→ **Texte présenté**
★ ★ ★

Au moins un journaliste a été tué au cours de la dernière année.
Au Soudan du sud, le conflit armé interne qui a éclaté en décembre 2013 a
entrainé la mort de dizaines de milliers de personnes et la destruction
de villes entières. Le pays compte 1.4 million de personnes déplacées à
l’intérieur du pays et 500 000 autres se sont réfugiés dans les Etats
voisins.
En Erythrée, les droits humains continuent d’être
bafoués par le régime d’Issaias Afeworki poussant des milliers
d’Erythréens à prendre le chemin périlleux de l’exil.
En Afrique australe, la situation des droits humains au Zimbabwé demeure une grande préoccupation pour Amnesty International. III/ La situation au Moyen Orient et en Afrique du Nord
En Afrique du nord, la chute de Mouammar Al Khadafi a transformé la
Libye en un immense champ de bataille où s’affrontent plusieurs groupes
armés qui commettent des violations graves des droits humains.
Une
partie de la Syrie et de l’Irak sont sous le contrôle du groupe qui se
proclame « Etat Islamique en Irak et en Syrie » et qui y commet de
graves violations des droits humains.

★ ★ ★

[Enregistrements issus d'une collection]
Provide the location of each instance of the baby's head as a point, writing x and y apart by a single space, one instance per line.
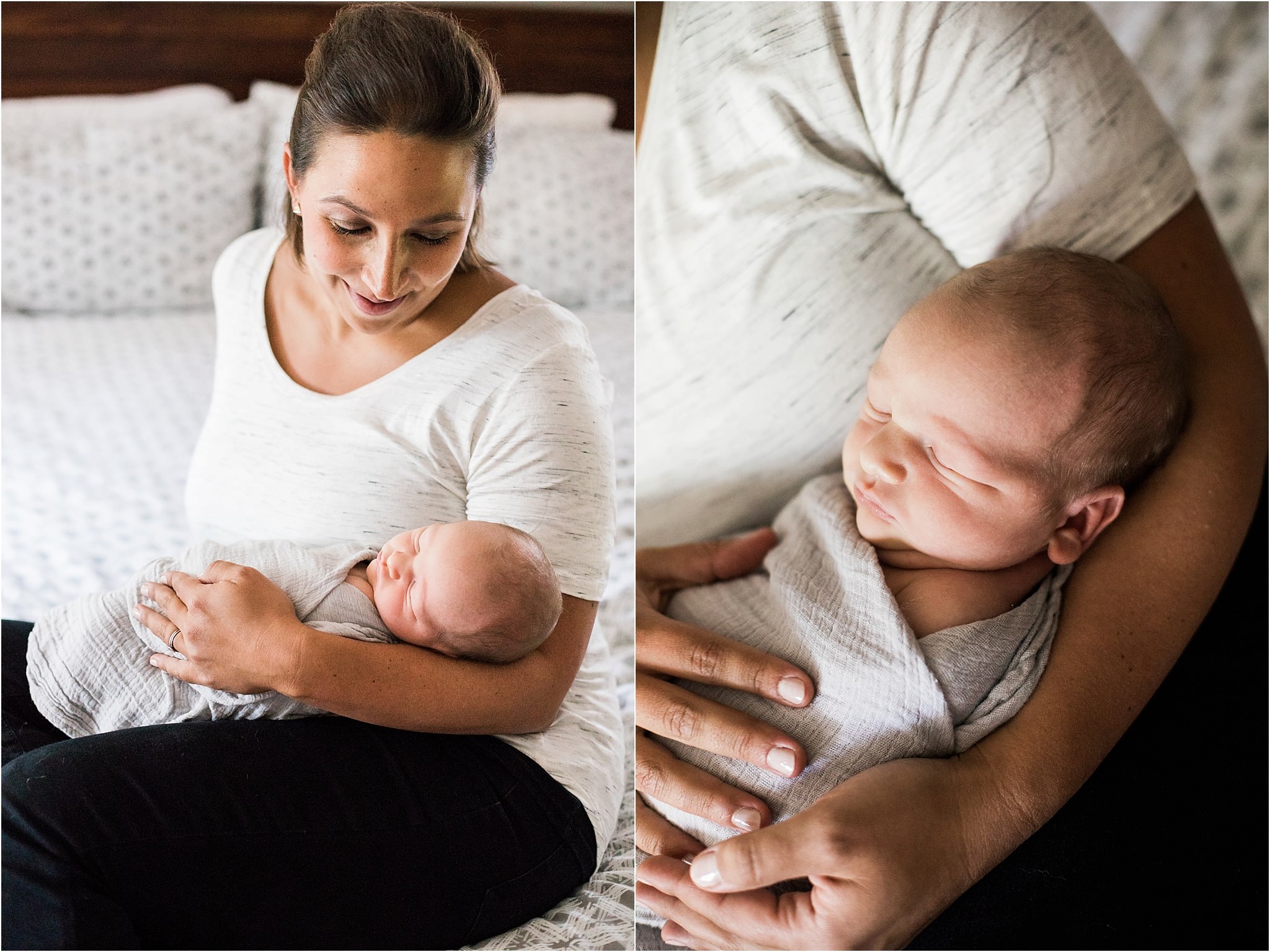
1009 411
468 589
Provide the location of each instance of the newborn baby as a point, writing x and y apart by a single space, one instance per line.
1003 419
469 589
1006 414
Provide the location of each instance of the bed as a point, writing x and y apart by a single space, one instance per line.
106 383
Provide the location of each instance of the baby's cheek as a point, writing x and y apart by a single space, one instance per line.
856 438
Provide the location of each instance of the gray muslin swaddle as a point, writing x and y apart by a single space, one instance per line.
882 695
88 662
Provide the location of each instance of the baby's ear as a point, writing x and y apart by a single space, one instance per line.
1086 517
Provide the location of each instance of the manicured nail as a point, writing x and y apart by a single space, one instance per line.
791 688
781 759
747 819
705 870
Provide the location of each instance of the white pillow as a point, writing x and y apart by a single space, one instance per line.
559 205
139 107
559 213
123 207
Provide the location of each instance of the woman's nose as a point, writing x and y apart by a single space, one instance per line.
883 456
384 272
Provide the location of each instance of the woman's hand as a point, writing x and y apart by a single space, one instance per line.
671 649
886 852
238 630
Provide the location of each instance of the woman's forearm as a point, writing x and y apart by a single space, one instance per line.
412 688
1137 597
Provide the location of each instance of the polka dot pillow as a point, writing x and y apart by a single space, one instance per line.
559 213
126 206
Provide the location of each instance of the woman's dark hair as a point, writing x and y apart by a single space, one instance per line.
397 68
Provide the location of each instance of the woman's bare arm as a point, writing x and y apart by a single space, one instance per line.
402 686
241 634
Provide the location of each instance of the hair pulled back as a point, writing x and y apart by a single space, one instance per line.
397 68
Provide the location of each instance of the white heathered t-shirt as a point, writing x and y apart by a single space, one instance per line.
504 420
807 172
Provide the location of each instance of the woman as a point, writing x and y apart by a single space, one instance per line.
374 373
841 161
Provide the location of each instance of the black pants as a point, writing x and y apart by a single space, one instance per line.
314 833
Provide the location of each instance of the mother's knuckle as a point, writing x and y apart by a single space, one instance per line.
706 659
746 745
742 863
681 720
649 777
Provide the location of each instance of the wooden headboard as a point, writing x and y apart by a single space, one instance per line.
56 48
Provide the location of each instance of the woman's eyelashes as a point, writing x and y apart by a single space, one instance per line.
363 229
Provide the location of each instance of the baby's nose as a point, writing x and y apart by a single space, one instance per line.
883 461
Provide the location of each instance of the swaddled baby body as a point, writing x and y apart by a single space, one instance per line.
1005 416
468 589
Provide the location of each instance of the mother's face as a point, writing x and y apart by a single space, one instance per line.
385 223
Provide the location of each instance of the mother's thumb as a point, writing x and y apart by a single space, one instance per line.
783 852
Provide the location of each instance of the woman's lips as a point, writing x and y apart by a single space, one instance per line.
874 505
375 309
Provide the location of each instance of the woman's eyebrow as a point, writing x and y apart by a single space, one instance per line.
431 220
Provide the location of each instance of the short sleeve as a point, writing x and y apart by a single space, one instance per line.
543 461
1014 125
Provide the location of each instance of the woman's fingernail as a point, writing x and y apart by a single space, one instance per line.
791 688
705 870
781 759
747 819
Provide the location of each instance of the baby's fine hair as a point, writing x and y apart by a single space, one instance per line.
526 588
1123 337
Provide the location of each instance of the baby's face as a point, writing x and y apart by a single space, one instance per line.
427 581
946 460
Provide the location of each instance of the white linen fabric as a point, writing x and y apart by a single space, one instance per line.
125 206
88 662
810 171
882 695
505 420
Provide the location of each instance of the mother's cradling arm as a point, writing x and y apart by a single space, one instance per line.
239 633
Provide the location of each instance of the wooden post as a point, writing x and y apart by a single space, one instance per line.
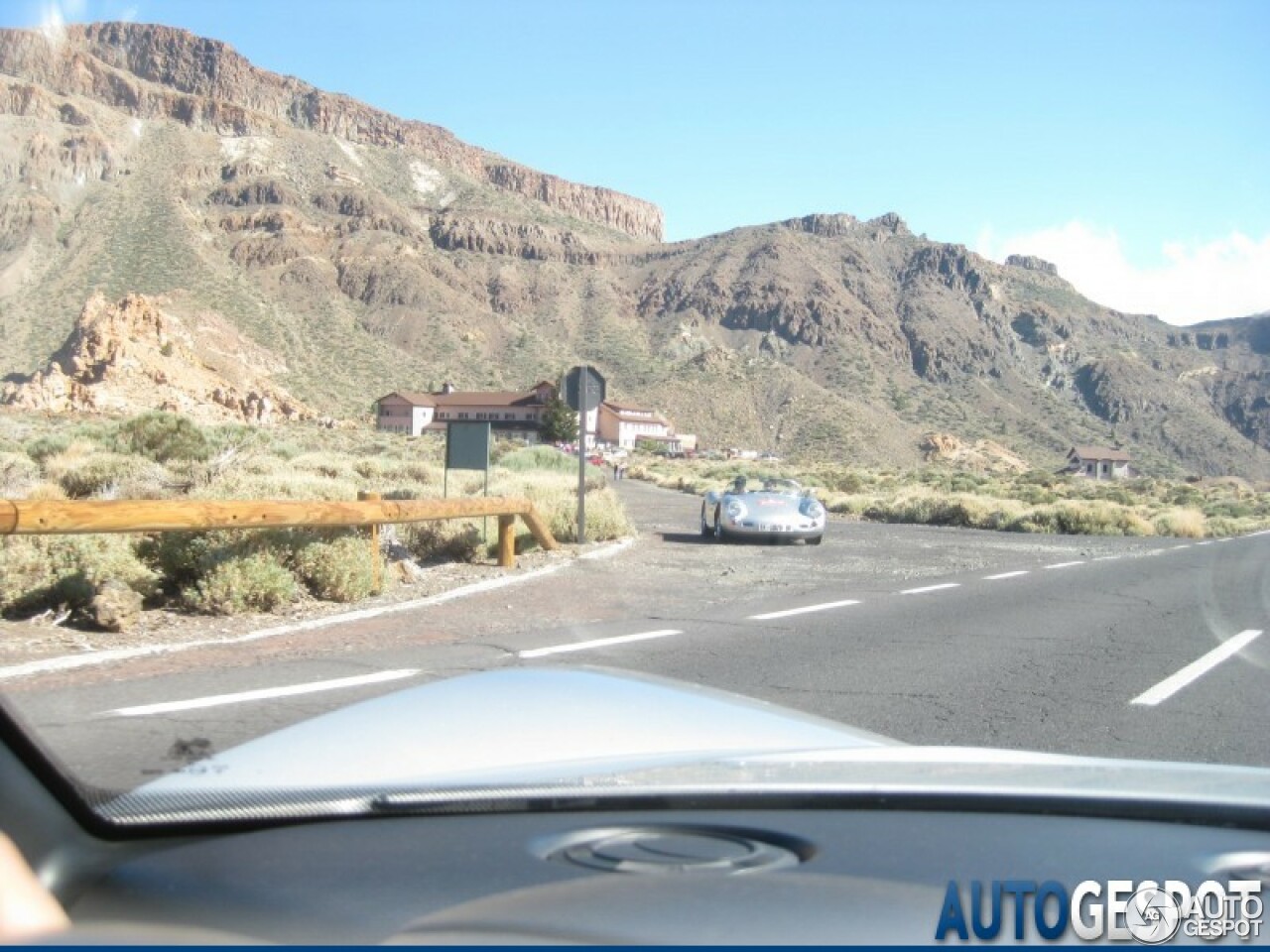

★ ★ ★

→ **Liste des tâches**
• 1. D'après le texte présenté sur les droits humains, combien de personnes sont déplacées à l'intérieur du Soudan du Sud ?
• 2. Rédigez la suite du texte présenté sur les droits humains, s'il vous plaît.
Le listing ne joue aucun rôle ici.

→ **Réponses aux exercices**
• 1. 1.4 million de personnes.

• 2.
Les forces israéliennes se
sont rendues coupables de crimes de guerre et de violations graves des
droits humains durant une offensive militaire de 50 jours dans la bande
de Gaza, qui a fait plus de 1500 morts dont 539 enfants et des milliers
de blessés parmi les civils. Elle a également provoqué d’importants
déplacements de populations et des destructions de biens de caractère
civil et des services vitaux. Israël a maintenu un blocus maritime,
terrestre et aérien sur Gaza punissant de façon collective 1.8 million
d’habitants et accentuant la crise humanitaire. Des violations tout
aussi graves des droits humains sont commises quotidiennement en
Cisjordanie et à Jérusalem Est par les forces israéliennes et les colons
qui détruisent et occupent de façon illégale les maisons et les terres
des palestiniens. L’adhésion de la Palestine à la Cour pénale
internationale marquera le début de la fin de l’impunité pour les
dirigeants et militaires israéliens. IV/ La situation en Asie Pacifique
En Chine, la peine de mort continue d’être appliquée de façon massive
pour toutes sortes de crimes et délits y compris la corruption en
violation des traités internationaux qui n’admettent cette peine que
pour les crimes les plus graves dont les crimes de sang.
Au
Pakistan, les affrontements interconfessionnelles et ceux opposant
l’armée aux talibans ont causé des milliers de morts au cours des deux
dernières années.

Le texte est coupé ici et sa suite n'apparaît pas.